The American people are incredibly frustrated with what they are seeing on the southern border, and they keep saying it over and over again--remarkably so in a nation where inflation continues to be stubbornly high, where it is harder and harder to afford a carton of eggs and gasoline and all of the basics of life. In all of the areas that you would think the economy would be the No. 1 issue in the Nation, actually, national security and border security end up being No. 1, regardless of what State you live in. This is no longer a border State issue. Americans feel this is a problem.

Well, they should. In the past 3 years, more people have illegally crossed our southern border than in the previous 12 years combined, and it is not close--the number. We are approaching 8 million people who have illegally crossed our southern border just in the last 3 years.

Cities feel it. Americans feel it. School districts feel it. Communities feel it. Homeless shelters feel it. It continues to spiral into our country.

This is not some accident of migration, as the administration tries to say over and over again--that there is global migration that is happening everywhere. This was a series of Executive orders that were done in 2021 that were intentionally designed to change what is happening at our southern border, and they certainly have.

Decisions were made in 2021 by the Biden administration to be able to shift multiple things, starting with loosening enforcement. On day one of the Biden administration, stop any construction of the wall and announce it publicly: We are no longer going to do wall construction, not even repair.

::::::::

● **Directive a**
Repeat all of the records below word for word, leaving out the pictures.

● **Supplied material**

::::::::

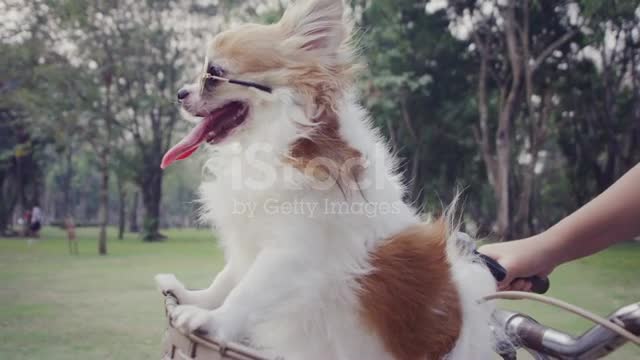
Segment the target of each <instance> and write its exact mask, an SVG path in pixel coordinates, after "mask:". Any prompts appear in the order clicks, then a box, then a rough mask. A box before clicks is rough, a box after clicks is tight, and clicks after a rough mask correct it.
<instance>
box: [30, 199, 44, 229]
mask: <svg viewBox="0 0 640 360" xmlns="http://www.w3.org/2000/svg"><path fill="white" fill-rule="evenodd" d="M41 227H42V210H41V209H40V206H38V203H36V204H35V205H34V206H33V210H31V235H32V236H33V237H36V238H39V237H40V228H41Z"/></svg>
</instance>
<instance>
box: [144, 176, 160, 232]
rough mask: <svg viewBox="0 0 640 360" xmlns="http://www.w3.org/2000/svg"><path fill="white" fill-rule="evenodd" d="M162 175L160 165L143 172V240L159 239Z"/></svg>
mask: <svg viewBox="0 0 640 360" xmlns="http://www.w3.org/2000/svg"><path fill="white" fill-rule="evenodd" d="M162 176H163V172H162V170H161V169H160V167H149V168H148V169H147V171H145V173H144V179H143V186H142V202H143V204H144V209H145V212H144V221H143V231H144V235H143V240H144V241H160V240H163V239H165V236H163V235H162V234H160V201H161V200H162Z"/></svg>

::::::::

● **Directive b**
Continue the speech on illegal crossings at the southern border from the point where it stops.

● **Output a**
Segment the target of each <instance> and write its exact mask, an SVG path in pixel coordinates, after "mask:". Any prompts appear in the order clicks, then a box, then a rough mask. A box before clicks is rough, a box after clicks is tight, and clicks after a rough mask correct it.
<instance>
box: [30, 199, 44, 229]
mask: <svg viewBox="0 0 640 360" xmlns="http://www.w3.org/2000/svg"><path fill="white" fill-rule="evenodd" d="M41 227H42V210H41V209H40V206H38V203H36V204H35V205H34V206H33V210H31V235H32V236H33V237H36V238H39V237H40V228H41Z"/></svg>
</instance>
<instance>
box: [144, 176, 160, 232]
rough mask: <svg viewBox="0 0 640 360" xmlns="http://www.w3.org/2000/svg"><path fill="white" fill-rule="evenodd" d="M162 175L160 165L143 172V240L159 239Z"/></svg>
mask: <svg viewBox="0 0 640 360" xmlns="http://www.w3.org/2000/svg"><path fill="white" fill-rule="evenodd" d="M162 176H163V172H162V170H161V169H160V167H149V168H148V169H147V171H145V173H144V179H143V186H142V202H143V204H144V209H145V212H144V221H143V231H144V235H143V240H144V241H160V240H163V239H165V236H163V235H162V234H160V201H161V200H162Z"/></svg>

● **Output b**
Step No. 2, dramatically loosen the actual enforcement within the country so that fewer people would actually be deported when they came. So if you crossed the border illegally, it is a much greater likelihood that, once you get across, you will not be deported.

The third thing, they changed the ``Remain in Mexico'' policy--that simple policy to say that, yes, you can request asylum, but you can't just be released in the country. They shifted it immediately, and shifted it from ``remain at the border or in Mexico.'' Rather than being in detention, you could be released anywhere in the country on your own recognizance and to be able to go anywhere you want. That dramatically increased the number of people who were crossing.

They also shifted where the State Department is no longer negotiating deals with Central America--Guatemala, Honduras, and El Salvador--to be able to stop migrants from moving through that direction. They have withdrawn those agreements from Central America, and the State Department stopped putting pressure on recalcitrant countries that wouldn't take their people back.

These are not accidental things. These were intentional actions.

But what I don't think the administration intended was how this has spiraled out of control. They sowed to the wind, and the Nation is reaping the whirlwind of it--almost 8 million people now who have illegally crossed our border.

And now it is no longer people from the Western Hemisphere. Literally, it is people from all over the world. Pick up any tracking, at any point, to be able to track what is happening at the border, and you will find thousands of people who are crossing from China, from Russia, from Pakistan, from West Africa, from all over Asia.

When I talk to people at the border--and I do talk often to them--one of the first things I ask is: What are the trends? What are you seeing?

And for the past year and a half, they continue to tell me: a greater and greater number of non-Spanish speakers who are crossing that border, who are males in their twenties, from all over the world, who are coming.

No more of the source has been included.